* Start Supplied data *
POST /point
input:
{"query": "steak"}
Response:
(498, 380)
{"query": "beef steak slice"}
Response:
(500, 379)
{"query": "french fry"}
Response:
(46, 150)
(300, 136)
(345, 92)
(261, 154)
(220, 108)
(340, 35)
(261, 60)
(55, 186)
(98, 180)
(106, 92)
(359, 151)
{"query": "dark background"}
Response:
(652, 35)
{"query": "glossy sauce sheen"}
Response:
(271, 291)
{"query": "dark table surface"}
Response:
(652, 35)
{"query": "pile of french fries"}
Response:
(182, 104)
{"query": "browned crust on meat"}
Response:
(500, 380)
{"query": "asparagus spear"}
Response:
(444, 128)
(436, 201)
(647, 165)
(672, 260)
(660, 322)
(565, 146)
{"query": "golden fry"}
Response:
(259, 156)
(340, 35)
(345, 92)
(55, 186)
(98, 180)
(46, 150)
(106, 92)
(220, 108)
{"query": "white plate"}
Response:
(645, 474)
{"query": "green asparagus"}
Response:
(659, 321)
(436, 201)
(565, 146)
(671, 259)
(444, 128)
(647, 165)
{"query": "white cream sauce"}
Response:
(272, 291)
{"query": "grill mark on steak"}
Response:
* End Supplied data *
* Start Supplied data *
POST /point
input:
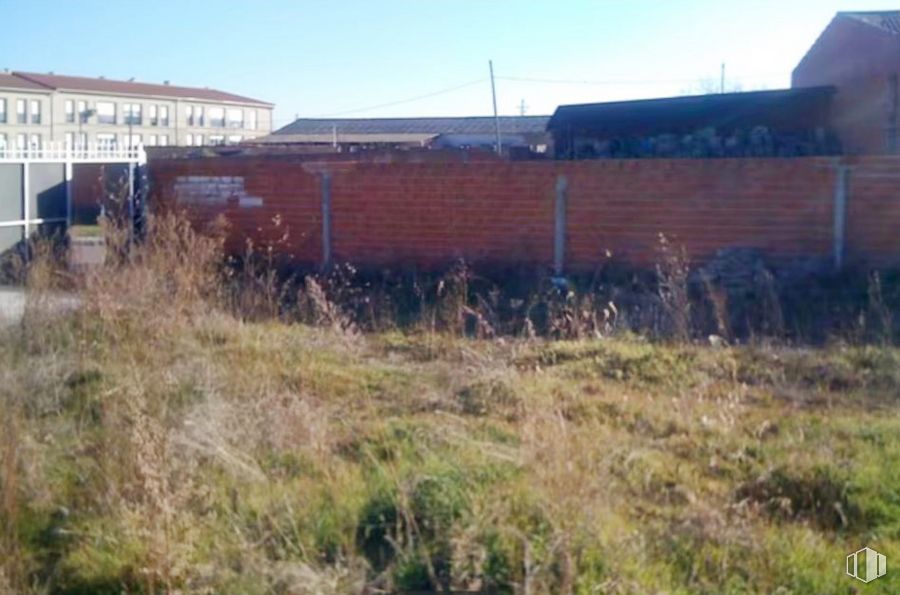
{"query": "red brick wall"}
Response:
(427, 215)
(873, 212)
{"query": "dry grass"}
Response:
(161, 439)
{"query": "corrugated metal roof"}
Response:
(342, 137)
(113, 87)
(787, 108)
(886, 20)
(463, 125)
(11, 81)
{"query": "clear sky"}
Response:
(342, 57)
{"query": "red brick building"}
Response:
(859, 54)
* End Supplied data *
List every line of the items above that contains the word "asparagus".

{"query": "asparagus spear"}
{"query": "green asparagus"}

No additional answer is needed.